[Dixielandjazz] Red Blanchard
Don Kirkman
donsno2 at charter.net
Tue Nov 2 14:17:19 PDT 2010
On Tue, 2 Nov 2010 13:08:33 -0700, you wrote:
>Any one about my age who lived on the West Coast might remember Red Blanchard. He had a radio show for teenagers in the 1950s that was crazy. He was syndicated in LA, SF and Sacramento. Perhaps other markets also, not sure.
>
>He was the first to use an echo machine and used to give people a Bully. He did dumb skits. When soda first came out in cans, he had everyone send him the empty cans and he built a tower out of them.
>
>Red did many other things in radio over the years, including being a CBS staff announcer.
>
>Red is 89 now and lives in, or near San Diego. He has been a good friend of mine for years.
>
>Here is part of an email from him. Thought some of you might enjoy listening to the music.
>
>There are a lot of other interesting things on his web sites.

__Extracted information__
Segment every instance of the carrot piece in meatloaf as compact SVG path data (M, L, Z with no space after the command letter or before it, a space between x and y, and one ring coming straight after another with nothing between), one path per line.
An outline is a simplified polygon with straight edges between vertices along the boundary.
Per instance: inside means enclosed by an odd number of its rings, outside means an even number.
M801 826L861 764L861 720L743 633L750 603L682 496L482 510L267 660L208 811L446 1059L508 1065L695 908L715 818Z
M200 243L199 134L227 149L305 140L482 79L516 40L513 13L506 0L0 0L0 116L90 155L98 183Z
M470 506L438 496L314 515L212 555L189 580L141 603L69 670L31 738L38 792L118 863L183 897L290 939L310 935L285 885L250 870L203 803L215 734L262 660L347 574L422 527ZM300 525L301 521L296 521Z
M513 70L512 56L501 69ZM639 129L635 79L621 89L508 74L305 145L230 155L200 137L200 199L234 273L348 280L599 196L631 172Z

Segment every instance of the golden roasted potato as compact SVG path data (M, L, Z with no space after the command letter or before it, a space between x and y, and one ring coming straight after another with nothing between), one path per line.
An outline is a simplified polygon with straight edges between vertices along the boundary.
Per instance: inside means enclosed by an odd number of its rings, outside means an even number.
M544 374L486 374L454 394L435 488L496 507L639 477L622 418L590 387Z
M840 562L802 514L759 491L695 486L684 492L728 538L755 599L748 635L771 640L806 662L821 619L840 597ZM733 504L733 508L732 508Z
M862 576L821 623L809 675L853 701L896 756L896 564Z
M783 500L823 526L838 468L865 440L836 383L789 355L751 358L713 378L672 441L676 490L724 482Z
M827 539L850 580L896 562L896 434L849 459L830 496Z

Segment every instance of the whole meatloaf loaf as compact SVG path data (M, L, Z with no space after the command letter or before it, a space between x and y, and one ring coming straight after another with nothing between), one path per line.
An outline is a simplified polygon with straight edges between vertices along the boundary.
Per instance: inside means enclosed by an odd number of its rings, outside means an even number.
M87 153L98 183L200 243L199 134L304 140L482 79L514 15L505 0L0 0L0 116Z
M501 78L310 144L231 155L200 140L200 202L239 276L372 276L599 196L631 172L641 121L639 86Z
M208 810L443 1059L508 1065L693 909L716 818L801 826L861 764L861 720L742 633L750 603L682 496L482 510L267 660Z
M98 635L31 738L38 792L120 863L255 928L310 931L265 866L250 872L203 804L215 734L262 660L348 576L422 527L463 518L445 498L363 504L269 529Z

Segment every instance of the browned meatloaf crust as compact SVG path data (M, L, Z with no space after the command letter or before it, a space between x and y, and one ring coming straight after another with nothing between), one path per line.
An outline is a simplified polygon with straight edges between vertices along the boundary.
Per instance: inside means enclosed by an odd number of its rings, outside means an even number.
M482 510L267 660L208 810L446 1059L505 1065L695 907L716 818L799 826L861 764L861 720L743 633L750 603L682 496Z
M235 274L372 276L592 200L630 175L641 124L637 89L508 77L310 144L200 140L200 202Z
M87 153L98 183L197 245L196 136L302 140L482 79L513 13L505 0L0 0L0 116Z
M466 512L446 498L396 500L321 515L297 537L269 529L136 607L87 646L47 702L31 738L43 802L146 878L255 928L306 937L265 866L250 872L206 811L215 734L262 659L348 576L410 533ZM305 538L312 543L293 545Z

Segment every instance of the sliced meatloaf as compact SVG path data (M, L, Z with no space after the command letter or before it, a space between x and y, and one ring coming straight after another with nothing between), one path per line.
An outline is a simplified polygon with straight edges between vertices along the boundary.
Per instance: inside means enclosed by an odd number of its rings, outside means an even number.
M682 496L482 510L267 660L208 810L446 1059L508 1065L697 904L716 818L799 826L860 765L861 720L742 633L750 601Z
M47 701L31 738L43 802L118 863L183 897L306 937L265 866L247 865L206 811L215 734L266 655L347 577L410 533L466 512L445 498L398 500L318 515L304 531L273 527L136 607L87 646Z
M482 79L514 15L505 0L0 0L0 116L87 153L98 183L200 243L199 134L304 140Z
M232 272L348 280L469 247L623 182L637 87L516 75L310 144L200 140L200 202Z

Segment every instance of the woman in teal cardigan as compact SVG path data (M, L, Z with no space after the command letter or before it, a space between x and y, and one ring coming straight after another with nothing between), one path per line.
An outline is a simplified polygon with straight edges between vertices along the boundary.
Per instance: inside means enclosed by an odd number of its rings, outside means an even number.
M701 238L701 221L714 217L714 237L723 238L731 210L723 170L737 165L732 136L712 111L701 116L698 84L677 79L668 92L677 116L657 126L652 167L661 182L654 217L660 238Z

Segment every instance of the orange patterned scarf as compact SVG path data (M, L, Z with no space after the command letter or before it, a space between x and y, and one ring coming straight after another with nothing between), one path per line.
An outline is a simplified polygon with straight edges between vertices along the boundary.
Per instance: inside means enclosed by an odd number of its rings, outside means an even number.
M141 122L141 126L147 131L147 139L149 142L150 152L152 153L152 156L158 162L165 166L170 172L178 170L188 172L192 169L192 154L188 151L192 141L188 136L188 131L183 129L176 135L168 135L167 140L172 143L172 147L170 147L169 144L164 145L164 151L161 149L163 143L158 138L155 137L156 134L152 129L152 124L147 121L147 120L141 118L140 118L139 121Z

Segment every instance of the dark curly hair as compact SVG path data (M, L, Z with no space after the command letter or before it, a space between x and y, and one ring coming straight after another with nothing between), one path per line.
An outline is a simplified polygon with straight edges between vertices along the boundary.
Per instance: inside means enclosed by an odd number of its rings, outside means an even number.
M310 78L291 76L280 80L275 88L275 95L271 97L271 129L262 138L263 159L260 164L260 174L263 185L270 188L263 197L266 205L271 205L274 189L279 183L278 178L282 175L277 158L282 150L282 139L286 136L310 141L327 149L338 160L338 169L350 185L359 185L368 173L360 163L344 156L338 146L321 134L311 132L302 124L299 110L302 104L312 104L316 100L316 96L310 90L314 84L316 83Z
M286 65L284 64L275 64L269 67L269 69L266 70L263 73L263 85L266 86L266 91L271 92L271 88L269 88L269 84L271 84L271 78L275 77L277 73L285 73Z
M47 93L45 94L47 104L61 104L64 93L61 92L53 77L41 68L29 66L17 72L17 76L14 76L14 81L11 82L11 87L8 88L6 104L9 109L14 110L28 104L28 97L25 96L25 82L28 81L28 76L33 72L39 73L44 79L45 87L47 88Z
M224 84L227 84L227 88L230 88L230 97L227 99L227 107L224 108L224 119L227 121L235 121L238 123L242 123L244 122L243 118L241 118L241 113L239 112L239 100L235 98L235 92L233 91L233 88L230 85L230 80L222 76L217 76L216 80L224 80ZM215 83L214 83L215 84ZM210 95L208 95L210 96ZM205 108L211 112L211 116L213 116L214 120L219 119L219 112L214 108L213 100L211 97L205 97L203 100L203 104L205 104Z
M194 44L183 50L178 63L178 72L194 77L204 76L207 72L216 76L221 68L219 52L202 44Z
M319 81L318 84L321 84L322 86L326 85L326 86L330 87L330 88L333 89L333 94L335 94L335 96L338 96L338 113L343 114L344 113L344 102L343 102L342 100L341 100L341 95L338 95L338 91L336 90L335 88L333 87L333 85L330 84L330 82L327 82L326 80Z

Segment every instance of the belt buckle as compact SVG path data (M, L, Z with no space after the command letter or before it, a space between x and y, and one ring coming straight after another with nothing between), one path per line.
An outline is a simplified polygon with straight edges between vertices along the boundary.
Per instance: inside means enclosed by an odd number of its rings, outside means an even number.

__Your tasks__
**a.** For the post about Red Blanchard, decide whether each statement agrees with it: (i) his radio show was syndicated in LA, SF and Sacramento; (ii) he built a tower out of empty soda bottles; (iii) he lives in or near Los Angeles. Answer yes or no for each, quoting the deciding words of the post.
**b.** Locate every line of the records that contains the string "hair", matching case, and copy each such line.
The records are unrelated to the post about Red Blanchard.

__Per-task outputs__
**a.**
(i) Yes: "He was syndicated in LA, SF and Sacramento."
(ii) No: "he had everyone send him the empty cans and he built a tower out of them."
(iii) No: "Red is 89 now and lives in, or near San Diego."

**b.**
Segment every instance of the dark curly hair as compact SVG path data (M, L, Z with no space after the command letter or before it, a space between x and y, and one ring coming straight after another with nothing between), one path per line.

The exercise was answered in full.